**** Given records ****

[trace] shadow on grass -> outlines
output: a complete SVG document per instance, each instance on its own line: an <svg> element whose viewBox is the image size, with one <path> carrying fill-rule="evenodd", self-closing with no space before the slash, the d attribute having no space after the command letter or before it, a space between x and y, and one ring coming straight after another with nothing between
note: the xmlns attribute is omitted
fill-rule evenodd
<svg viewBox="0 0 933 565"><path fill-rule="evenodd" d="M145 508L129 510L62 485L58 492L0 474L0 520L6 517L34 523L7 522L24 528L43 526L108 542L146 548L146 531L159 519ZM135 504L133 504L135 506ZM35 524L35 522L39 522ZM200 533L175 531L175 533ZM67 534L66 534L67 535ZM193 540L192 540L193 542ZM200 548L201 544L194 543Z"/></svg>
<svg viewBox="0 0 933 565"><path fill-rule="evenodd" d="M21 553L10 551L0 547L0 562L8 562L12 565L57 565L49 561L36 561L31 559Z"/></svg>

****

> [Description of the task]: Reproduce the data, substituting "object" for every occurrence of "instance" and leaving everything else untouched.

> [Correct output]:
[trace] shadow on grass -> outlines
output: a complete SVG document per object, each object on its own line: an <svg> element whose viewBox is the image size, with one <path> carrying fill-rule="evenodd", self-closing with no space before the slash, the d attribute having no space after the command letter or before it, a space between x and y, and one ring coming straight after another with nothing between
note: the xmlns attribute is omitted
fill-rule evenodd
<svg viewBox="0 0 933 565"><path fill-rule="evenodd" d="M145 508L129 510L62 485L58 492L0 474L0 520L6 517L34 523L7 522L24 528L43 526L108 542L146 548L146 531L159 519ZM135 504L133 504L135 506ZM35 524L35 522L39 522ZM200 533L175 531L175 533ZM67 534L66 534L67 535ZM193 540L192 540L193 542ZM200 548L201 544L194 543Z"/></svg>
<svg viewBox="0 0 933 565"><path fill-rule="evenodd" d="M21 553L10 551L0 547L0 562L8 562L12 565L57 565L49 561L36 561L31 559Z"/></svg>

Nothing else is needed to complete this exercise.